Work instructions » Please rewrite everything from "The gulf between" down to "in 2007 either." in the passage on poverty in Pakistan, putting "gap" in place of "gulf".

Source passage »
The gulf between the rich and the poor adds a wild
card to the next parliamentary election, scheduled for 2007. Pakistan's
fundamentalist Islamic parties could yet be the beneficiaries of the
unbalanced economy. "Of course, there is anger on the streets," says
Syed Munawar Hasan, secretary-general of the Jamaat-i-Islami, a key
fundamentalist party. "The government's economic policies have failed
the common man." Yet although Pakistan's fundamentalists sound confident
of electoral success, analysts like Husain Naqvi of the Human Rights
Commission of Pakistan argue that the country's poor, who have rarely
supported the fundamentalists electorally, will not vote them into power
in 2007 either.
But growing poverty provides a continuing base of
discontented young men who may be lured by preachers from radical
madrasahs. Sharfuddin Memon, a businessman who heads the Citizens-Police
Liaison Committee, a crime-fighting NGO in Karachi, says: "A poor man in
this city spends his morning looking for a job, which he may or may not
find. He has to stand in a bus for two hours in the heat and pollution
to get home. He is told that the price of vegetables has gone up. He has
five or six children screaming for his attention. Do this to him day
after day, and he becomes a ticking bomb." Nobody thinks that reducing
poverty will automatically end terrorism, but it may eventually drain
the pool from which terrorists recruit. Which is why the outside world
needs to understand the obstacles that stop Pakistan's boom from
producing more jobs. Security is the first problem. Prime Minister Aziz
insists his government is curbing lawlessness, yet businesspeople
throughout the country say that everything from suicide bombings to
extortion to kidnappings inhibit investment. Then there's corruption.
Musharraf's government has been free of the mammoth scandals that
tainted the democratic governments of the 1990s, yet Pakistanis complain
that corruption continues to be rampant at the lower levels of the
administration.

Extracted data »

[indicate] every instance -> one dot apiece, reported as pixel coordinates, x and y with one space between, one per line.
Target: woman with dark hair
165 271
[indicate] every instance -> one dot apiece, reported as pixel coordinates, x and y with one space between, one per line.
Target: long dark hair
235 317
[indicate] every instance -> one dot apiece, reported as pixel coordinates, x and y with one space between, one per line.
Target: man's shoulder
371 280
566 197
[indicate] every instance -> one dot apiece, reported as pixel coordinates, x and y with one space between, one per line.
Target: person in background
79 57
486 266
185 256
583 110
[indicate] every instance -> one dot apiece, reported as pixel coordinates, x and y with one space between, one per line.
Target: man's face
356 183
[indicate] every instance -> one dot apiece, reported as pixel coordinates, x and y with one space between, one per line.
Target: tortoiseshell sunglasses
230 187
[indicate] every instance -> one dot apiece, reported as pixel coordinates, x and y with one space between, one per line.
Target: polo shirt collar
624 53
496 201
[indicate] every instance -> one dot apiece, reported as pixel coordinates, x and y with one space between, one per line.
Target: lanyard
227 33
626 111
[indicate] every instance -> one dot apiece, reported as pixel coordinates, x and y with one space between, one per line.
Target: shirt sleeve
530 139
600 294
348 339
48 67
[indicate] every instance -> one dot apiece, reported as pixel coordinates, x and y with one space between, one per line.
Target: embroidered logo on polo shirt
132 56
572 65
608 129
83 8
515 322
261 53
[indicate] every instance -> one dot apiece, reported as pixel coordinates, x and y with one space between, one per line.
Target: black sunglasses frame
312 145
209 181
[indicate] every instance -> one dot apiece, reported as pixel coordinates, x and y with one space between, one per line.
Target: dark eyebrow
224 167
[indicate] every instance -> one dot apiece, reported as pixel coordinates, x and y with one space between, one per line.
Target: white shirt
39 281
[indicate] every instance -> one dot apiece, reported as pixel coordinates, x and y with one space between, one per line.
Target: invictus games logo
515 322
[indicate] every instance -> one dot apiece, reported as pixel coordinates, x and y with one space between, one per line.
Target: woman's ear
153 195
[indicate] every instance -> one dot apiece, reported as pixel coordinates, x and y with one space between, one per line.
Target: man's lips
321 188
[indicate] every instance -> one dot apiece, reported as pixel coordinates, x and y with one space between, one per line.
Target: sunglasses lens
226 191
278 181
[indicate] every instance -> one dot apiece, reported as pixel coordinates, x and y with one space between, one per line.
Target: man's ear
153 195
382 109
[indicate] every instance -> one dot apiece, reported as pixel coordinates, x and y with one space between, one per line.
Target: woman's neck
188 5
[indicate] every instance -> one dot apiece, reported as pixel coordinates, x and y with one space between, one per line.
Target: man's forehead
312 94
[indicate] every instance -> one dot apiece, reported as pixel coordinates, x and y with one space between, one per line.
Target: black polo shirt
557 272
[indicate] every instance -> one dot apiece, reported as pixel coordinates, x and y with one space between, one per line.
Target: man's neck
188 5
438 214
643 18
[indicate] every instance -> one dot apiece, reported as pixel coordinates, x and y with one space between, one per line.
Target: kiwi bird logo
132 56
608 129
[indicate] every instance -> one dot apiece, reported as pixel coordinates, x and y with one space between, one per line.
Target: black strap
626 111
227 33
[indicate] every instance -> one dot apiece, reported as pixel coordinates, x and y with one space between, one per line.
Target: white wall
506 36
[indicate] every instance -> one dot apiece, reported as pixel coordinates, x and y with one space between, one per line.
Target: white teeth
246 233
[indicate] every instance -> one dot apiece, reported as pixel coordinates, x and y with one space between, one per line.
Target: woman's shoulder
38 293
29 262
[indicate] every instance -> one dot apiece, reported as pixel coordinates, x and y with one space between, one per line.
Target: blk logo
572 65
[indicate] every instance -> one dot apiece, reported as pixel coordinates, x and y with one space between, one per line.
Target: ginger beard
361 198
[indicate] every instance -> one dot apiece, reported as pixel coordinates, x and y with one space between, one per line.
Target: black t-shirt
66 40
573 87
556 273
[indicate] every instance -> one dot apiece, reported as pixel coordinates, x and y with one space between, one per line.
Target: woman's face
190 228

Result for this task »
The gap between the rich and the poor adds a wild
card to the next parliamentary election, scheduled for 2007. Pakistan's
fundamentalist Islamic parties could yet be the beneficiaries of the
unbalanced economy. "Of course, there is anger on the streets," says
Syed Munawar Hasan, secretary-general of the Jamaat-i-Islami, a key
fundamentalist party. "The government's economic policies have failed
the common man." Yet although Pakistan's fundamentalists sound confident
of electoral success, analysts like Husain Naqvi of the Human Rights
Commission of Pakistan argue that the country's poor, who have rarely
supported the fundamentalists electorally, will not vote them into power
in 2007 either.